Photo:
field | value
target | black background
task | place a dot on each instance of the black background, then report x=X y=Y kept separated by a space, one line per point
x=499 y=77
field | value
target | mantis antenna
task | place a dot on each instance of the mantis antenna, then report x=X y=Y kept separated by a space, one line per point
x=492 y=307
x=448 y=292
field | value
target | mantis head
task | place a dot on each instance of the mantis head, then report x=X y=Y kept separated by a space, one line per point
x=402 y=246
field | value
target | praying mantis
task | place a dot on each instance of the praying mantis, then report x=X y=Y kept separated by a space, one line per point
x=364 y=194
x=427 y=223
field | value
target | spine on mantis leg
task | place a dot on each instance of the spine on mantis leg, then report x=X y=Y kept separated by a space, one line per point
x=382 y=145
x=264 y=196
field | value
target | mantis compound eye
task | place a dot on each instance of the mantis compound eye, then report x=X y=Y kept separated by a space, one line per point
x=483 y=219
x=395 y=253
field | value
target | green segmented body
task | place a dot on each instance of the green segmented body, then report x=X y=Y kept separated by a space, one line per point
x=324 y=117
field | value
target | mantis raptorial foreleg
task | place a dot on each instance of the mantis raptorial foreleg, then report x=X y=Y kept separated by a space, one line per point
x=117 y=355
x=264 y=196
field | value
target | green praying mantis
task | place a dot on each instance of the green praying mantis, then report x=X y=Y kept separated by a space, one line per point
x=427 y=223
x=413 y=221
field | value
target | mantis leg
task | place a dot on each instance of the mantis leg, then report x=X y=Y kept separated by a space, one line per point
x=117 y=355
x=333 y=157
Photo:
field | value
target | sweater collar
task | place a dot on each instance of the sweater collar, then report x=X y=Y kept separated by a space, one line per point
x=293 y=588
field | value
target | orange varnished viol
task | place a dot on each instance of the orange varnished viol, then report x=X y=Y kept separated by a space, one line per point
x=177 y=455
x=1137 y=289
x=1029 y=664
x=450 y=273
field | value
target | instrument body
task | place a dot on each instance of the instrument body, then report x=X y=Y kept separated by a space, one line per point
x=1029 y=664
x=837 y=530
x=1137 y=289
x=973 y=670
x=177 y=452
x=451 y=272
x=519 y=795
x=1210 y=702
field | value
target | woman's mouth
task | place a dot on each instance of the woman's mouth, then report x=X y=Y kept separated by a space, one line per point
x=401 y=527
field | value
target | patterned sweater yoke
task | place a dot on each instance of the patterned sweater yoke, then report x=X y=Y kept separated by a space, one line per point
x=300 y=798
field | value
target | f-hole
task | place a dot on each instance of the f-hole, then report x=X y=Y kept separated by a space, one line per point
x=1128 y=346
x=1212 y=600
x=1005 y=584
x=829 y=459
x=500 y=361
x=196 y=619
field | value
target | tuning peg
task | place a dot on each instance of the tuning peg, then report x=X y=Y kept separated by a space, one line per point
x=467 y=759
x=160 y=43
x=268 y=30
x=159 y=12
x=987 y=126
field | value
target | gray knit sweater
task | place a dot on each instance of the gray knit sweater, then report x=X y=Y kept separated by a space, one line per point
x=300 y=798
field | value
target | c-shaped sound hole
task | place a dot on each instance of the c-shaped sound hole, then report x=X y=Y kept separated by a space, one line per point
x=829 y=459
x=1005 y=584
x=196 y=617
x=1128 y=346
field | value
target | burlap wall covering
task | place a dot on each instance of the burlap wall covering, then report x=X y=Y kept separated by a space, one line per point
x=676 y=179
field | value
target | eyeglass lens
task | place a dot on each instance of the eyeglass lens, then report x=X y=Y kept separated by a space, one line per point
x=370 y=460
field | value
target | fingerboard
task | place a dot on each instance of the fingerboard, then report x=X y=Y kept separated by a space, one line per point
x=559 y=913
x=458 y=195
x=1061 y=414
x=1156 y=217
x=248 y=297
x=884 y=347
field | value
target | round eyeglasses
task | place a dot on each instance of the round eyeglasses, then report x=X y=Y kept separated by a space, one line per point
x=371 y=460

◆ ◆ ◆

Exercise brief
From the records above, please extract every line and repeat it exactly.

Task answer
Photo:
field | value
target | black background
task | place a dot on each instance of the black background, then report x=X y=Y kept separated by a space, one line per point
x=499 y=77
field | value
target | mantis antenna
task | place a dot on each instance of the mantis antenna, then report x=X y=Y kept separated by a space, one line per point
x=492 y=307
x=448 y=292
field | value
target | mantis head
task | place a dot on each instance of the mantis head, then report x=X y=Y kept separated by a space, one line per point
x=402 y=246
field | value
target | praying mantis
task | place a dot on each instance of the praying mantis, then report x=X y=Y kept separated by a space, one line per point
x=364 y=194
x=427 y=223
field | value
target | spine on mantis leg
task | place a dot on each instance of the spine on mantis leg, then report x=X y=Y kept separated by a space, one line per point
x=382 y=145
x=264 y=196
field | value
target | mantis compound eye
task | place a dot on each instance of the mantis compound eye, then report x=X y=Y kept separated by a space, one line per point
x=483 y=219
x=395 y=253
field | value
target | green segmented body
task | place a dot on each instance of the green segmented body, then report x=X y=Y kept separated by a space, one line per point
x=324 y=117
field | value
target | mantis raptorial foreleg
task | place a dot on each instance of the mantis raptorial foreleg, then report x=X y=Y kept separated by a space, one line per point
x=117 y=355
x=264 y=196
field | value
target | green praying mantis
task | place a dot on each instance of the green praying mantis, then report x=X y=Y kept separated by a space, one line per point
x=427 y=223
x=413 y=221
field | value
target | mantis leg
task | place a dot on each instance of the mantis leg, then report x=X y=Y kept separated by a space, one line per point
x=117 y=355
x=333 y=157
Photo:
field | value
target | sweater collar
task | place a dot on each instance of the sweater collar, then report x=X y=Y kept separated by a space, one line per point
x=293 y=588
field | value
target | orange varnished viol
task | place a dot on each instance of the orange varnished viol, then report x=X y=Y kept separated by a space, one line per point
x=177 y=455
x=1137 y=289
x=1029 y=664
x=450 y=273
field | value
target | instrument body
task | place a dot on each instance of the instrument body, then report x=X y=Y kept separated by a space, one line per point
x=1029 y=664
x=837 y=530
x=1137 y=289
x=973 y=670
x=177 y=452
x=451 y=272
x=519 y=795
x=1210 y=702
field | value
target | woman's mouth
task | place a dot on each instance of the woman's mouth, then report x=X y=Y kept separated by a space, one line per point
x=401 y=527
field | value
target | patterned sweater yoke
task | place a dot on each instance of the patterned sweater yoke, then report x=X y=Y kept separated by a space, one line per point
x=300 y=798
field | value
target | f-hole
task | place a dot on each instance of the f-hole, then report x=X y=Y kept separated by a space, one line per point
x=1128 y=346
x=1212 y=600
x=1005 y=584
x=829 y=459
x=500 y=361
x=196 y=619
field | value
target | tuning peg
task | place a dot on each instance of the tuning peg, then report x=X y=Y kept separated by a space, one line per point
x=467 y=759
x=160 y=43
x=268 y=30
x=159 y=12
x=987 y=126
field | value
target | gray knit sweater
task | place a dot on each instance of the gray knit sweater, then report x=X y=Y kept separated by a space, one line per point
x=300 y=798
field | value
target | c-shaped sound hole
task | place a dot on each instance of the c-shaped sound hole, then report x=X y=Y kept separated by a space, one line per point
x=829 y=459
x=1005 y=584
x=196 y=617
x=1128 y=346
field | value
target | burlap wall covering
task | place a dot on each instance of the burlap wall covering, then report x=X y=Y kept separated by a space, one line per point
x=676 y=179
field | value
target | eyeglass lens
task | place a dot on each instance of the eyeglass lens, then report x=X y=Y kept separated by a space, one line per point
x=370 y=460
field | value
target | fingerboard
task | place a dot on each instance of the fingerboard, then report x=X y=Y kept separated by a space, one line per point
x=559 y=913
x=458 y=195
x=1061 y=414
x=1156 y=217
x=248 y=297
x=884 y=347
field | value
target | round eyeglasses
task | place a dot on each instance of the round eyeglasses, then report x=X y=Y kept separated by a space, one line per point
x=371 y=460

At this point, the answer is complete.